▶ Text section:
The film’s deft manoeuvring through these multiple threads, which even converge into the kind of manic dinner party sequence you would find in a far more conventional comedy, is a bravura achievement. It never feels slow or overly long during its two hours-plus runtime, testament to Verhoeven’s mastery of tone and the fascinating presence of its lead. Huppert’s performance is phenomenal, building on some major roles from recent years depicting complex and sympathetic psychological portraits of perverse characters, including The Piano Teacher and Abuse of Weakness. Her aloofness somehow magnetises: alternating between an inscrutable ice-cold toughness and fugacious glimmers of cruel humour, sexual arousal or base terror. Subtle and powerful, Huppert once again humanises a difficult and remote character well beyond the range of safe filmmaking.
Michèle’s decision to engage in a psychosexual power struggle with the rapist is a conceit that may exceed good taste for some. While the film certainly doesn’t condone sexual violence it doesn’t seek to explore the subject through moral condemnation, a move out of step with contemporary liberal norms and undoubtedly the main reason Verhoeven struggled to make the film within Hollywood. Its treatment of the subject is intelligent, however, as the impacts of abuse are registered as relational. All the characters are implicated in acts of cruelty, to various degrees.

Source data
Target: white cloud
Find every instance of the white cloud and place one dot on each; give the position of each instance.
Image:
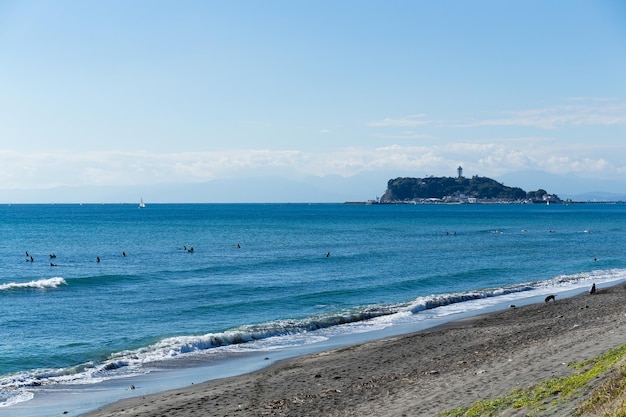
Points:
(31, 170)
(592, 112)
(406, 121)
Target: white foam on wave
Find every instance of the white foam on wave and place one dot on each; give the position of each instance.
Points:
(15, 397)
(38, 284)
(291, 333)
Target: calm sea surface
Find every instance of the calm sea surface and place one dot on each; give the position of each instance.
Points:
(266, 277)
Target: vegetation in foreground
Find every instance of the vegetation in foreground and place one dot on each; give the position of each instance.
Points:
(599, 386)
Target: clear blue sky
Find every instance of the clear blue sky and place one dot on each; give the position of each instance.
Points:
(103, 93)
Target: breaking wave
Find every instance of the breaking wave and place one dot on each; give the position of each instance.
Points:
(41, 284)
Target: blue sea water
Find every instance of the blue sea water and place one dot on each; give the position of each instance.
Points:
(263, 278)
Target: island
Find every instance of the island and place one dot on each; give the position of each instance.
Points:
(451, 190)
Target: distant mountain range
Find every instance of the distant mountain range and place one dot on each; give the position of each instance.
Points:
(328, 189)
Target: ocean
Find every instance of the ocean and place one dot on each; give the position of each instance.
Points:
(173, 294)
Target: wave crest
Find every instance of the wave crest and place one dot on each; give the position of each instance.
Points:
(38, 284)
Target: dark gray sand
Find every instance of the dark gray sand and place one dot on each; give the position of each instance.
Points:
(412, 375)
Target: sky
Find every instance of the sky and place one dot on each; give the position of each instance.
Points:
(271, 101)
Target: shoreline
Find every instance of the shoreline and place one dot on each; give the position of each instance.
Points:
(423, 373)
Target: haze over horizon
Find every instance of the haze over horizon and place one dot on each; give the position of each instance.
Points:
(205, 101)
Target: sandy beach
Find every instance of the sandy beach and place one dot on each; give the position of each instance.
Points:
(420, 374)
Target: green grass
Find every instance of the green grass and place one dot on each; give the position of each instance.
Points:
(545, 394)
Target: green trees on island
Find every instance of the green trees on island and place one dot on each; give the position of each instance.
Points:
(480, 188)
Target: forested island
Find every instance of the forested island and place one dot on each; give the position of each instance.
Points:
(432, 190)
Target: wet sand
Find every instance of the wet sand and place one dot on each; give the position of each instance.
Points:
(414, 375)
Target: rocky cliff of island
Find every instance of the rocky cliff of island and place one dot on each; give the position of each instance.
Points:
(459, 190)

▶ Directions for this task: Write out the film review from "The film’s deft" up to and including "of safe filmmaking.", changing "phenomenal" to "extraordinary".

▶ Complete answer:
The film’s deft manoeuvring through these multiple threads, which even converge into the kind of manic dinner party sequence you would find in a far more conventional comedy, is a bravura achievement. It never feels slow or overly long during its two hours-plus runtime, testament to Verhoeven’s mastery of tone and the fascinating presence of its lead. Huppert’s performance is extraordinary, building on some major roles from recent years depicting complex and sympathetic psychological portraits of perverse characters, including The Piano Teacher and Abuse of Weakness. Her aloofness somehow magnetises: alternating between an inscrutable ice-cold toughness and fugacious glimmers of cruel humour, sexual arousal or base terror. Subtle and powerful, Huppert once again humanises a difficult and remote character well beyond the range of safe filmmaking.